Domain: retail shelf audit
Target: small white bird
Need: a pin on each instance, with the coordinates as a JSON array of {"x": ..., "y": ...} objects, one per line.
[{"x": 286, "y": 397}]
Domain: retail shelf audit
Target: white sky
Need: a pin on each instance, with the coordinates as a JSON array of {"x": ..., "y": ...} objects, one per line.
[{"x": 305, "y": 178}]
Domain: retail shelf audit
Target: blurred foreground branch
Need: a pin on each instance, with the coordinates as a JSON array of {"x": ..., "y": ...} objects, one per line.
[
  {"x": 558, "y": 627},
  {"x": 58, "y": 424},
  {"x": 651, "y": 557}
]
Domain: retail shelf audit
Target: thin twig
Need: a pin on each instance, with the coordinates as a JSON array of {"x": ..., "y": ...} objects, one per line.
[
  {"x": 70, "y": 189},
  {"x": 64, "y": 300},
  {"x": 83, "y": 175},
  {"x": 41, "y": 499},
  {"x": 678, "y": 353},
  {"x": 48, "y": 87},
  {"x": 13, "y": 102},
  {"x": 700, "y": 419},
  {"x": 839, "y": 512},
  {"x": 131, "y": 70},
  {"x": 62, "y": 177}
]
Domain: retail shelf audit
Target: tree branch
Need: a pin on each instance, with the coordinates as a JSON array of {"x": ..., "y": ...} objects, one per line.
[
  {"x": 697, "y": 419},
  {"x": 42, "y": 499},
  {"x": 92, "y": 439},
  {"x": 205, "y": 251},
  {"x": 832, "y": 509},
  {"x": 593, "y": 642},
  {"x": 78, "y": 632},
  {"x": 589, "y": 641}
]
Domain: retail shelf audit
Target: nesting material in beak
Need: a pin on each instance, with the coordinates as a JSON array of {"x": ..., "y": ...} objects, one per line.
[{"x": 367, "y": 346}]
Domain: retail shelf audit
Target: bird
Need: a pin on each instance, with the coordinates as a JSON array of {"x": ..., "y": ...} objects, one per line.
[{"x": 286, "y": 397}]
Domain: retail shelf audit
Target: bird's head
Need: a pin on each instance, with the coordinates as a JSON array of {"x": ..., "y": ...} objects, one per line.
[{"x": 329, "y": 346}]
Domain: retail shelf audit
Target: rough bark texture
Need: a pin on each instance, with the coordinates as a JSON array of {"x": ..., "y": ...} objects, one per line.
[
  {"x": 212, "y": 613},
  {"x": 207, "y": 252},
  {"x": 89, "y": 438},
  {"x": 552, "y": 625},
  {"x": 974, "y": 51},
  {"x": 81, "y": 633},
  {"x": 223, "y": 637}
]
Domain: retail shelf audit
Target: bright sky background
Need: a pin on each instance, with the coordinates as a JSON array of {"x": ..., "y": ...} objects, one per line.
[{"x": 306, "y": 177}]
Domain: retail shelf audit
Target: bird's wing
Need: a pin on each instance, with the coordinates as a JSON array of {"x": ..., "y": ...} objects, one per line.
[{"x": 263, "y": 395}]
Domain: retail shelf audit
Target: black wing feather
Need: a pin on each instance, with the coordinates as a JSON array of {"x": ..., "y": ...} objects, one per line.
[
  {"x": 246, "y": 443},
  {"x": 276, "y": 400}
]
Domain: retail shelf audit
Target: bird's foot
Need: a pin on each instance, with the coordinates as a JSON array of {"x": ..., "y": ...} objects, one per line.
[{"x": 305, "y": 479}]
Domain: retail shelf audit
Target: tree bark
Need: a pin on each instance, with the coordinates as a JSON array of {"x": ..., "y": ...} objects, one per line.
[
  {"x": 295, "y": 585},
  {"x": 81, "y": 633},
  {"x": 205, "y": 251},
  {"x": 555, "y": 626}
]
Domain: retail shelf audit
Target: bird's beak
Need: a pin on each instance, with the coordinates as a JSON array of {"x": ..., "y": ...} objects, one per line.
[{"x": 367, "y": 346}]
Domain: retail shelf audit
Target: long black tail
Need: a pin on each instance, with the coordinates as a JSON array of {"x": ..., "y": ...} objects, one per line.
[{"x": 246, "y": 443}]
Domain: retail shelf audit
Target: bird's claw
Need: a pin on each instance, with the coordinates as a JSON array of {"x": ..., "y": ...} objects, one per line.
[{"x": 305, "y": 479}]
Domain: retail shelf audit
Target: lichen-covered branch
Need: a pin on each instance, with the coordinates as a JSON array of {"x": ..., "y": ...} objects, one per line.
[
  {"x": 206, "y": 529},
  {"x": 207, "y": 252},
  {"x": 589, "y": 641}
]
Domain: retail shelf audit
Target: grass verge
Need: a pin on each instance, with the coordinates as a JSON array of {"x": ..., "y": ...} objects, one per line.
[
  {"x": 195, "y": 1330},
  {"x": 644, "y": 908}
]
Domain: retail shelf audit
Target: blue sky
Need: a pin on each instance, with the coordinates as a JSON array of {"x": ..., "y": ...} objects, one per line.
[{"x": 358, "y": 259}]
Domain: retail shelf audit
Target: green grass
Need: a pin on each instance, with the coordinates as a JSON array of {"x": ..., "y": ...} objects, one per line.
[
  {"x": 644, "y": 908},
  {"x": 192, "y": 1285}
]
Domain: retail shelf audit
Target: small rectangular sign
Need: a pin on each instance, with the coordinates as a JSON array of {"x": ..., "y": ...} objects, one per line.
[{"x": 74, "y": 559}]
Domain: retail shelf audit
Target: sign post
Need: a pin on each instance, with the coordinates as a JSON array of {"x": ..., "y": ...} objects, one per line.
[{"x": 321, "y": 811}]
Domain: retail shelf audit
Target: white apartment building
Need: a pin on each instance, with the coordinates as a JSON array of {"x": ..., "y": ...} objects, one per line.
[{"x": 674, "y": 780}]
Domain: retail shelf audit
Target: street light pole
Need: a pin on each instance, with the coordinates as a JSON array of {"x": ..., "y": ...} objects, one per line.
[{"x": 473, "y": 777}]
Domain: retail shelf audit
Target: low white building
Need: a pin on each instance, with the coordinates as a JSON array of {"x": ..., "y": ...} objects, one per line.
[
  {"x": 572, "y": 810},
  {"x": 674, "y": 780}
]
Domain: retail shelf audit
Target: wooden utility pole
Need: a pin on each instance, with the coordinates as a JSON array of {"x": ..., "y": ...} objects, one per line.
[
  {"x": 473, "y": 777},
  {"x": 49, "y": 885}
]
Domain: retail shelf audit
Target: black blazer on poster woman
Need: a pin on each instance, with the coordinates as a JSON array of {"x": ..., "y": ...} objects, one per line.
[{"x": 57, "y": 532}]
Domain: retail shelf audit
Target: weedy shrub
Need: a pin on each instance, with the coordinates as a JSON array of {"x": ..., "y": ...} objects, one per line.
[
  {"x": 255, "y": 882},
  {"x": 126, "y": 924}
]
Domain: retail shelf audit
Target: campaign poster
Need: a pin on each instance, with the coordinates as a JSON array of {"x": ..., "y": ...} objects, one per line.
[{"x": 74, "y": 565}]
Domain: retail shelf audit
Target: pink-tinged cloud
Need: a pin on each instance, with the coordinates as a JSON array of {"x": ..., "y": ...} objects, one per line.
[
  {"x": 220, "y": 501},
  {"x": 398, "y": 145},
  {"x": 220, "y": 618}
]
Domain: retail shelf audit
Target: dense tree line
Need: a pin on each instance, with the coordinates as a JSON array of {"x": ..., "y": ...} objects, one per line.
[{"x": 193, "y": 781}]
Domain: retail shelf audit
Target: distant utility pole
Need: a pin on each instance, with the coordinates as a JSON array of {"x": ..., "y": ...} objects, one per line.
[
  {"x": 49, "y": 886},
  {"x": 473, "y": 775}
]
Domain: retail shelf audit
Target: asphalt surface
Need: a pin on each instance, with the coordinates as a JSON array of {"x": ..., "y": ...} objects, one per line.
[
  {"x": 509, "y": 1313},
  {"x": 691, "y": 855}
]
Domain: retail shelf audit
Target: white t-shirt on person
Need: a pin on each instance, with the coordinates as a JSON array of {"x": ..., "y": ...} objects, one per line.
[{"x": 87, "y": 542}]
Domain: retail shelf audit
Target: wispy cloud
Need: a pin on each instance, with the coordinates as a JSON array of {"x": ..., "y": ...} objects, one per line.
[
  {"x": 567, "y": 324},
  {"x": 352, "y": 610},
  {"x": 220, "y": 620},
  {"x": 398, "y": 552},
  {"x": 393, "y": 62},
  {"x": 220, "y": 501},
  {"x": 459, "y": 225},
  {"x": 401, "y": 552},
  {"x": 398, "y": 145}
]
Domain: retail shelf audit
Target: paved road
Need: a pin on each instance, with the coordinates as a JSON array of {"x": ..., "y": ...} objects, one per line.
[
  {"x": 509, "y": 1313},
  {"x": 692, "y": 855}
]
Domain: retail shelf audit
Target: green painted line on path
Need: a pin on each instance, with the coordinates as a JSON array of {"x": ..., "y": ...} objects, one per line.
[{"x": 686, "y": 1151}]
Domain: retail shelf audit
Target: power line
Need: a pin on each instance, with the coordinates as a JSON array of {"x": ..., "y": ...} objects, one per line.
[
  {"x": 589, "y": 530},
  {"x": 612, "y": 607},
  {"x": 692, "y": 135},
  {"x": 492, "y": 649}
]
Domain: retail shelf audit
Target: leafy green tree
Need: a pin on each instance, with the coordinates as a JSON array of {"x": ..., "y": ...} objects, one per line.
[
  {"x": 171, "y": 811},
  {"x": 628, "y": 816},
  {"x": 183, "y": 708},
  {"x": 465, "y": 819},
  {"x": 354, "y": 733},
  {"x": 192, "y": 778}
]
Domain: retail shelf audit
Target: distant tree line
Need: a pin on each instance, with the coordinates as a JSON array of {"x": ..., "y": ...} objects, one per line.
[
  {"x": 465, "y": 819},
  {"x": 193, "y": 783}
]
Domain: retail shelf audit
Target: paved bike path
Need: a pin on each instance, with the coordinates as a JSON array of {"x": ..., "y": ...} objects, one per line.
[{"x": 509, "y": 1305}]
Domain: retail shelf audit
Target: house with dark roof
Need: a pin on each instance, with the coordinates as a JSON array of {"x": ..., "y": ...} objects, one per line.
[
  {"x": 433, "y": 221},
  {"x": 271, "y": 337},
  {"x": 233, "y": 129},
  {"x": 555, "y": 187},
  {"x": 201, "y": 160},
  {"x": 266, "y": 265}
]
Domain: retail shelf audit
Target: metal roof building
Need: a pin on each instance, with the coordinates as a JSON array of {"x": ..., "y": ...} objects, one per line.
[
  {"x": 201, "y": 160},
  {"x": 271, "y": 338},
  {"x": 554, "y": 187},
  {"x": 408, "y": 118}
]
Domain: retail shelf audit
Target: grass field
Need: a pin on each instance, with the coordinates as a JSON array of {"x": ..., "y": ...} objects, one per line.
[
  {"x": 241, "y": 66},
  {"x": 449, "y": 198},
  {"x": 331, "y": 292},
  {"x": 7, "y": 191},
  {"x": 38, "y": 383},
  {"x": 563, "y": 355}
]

◆ ◆ ◆ ◆ ◆ ◆ ◆

_INSTRUCTIONS FOR THE TASK_
The answer should hold only the lines from the start of the records above through the line containing "Target: white sky", each set down exactly.

_EXERCISE OUTPUT_
Domain: retail shelf audit
Target: small white bird
Need: a pin on each instance, with the coordinates as a JSON array of {"x": ..., "y": ...} objects, one per line.
[{"x": 286, "y": 397}]
Domain: retail shelf audit
Target: white sky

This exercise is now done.